- Conference: Border Conference
- Record: 4–1–3 (0–1–3 Border)
- Head coach: Jerry Hines (6th season);
- Home stadium: Quesenberry Field

= 1934 New Mexico A&M Aggies football team =

American college football season

The 1934 New Mexico A&M Aggies football team was an American football team that represented New Mexico College of Agriculture and Mechanical Arts (now known as New Mexico State University) as a member of the Border Conference during the 1934 college football season. In its fifth year under head coach Jerry Hines, the team compiled a 4–1–3 record (0–1–3 against conference opponents), finished fifth in the conference, and outscored opponents by a total of 169 to 25.

COLLECTED MATERIAL
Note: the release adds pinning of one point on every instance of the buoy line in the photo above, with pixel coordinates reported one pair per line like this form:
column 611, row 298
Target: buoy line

TO DO
Copy word for word the part of the 1934 New Mexico A&M Aggies football text above, starting at "The 1934 New" and ending at "of 169 to 25.".

RIGHT ANSWER
The 1934 New Mexico A&M Aggies football team was an American football team that represented New Mexico College of Agriculture and Mechanical Arts (now known as New Mexico State University) as a member of the Border Conference during the 1934 college football season. In its fifth year under head coach Jerry Hines, the team compiled a 4–1–3 record (0–1–3 against conference opponents), finished fifth in the conference, and outscored opponents by a total of 169 to 25.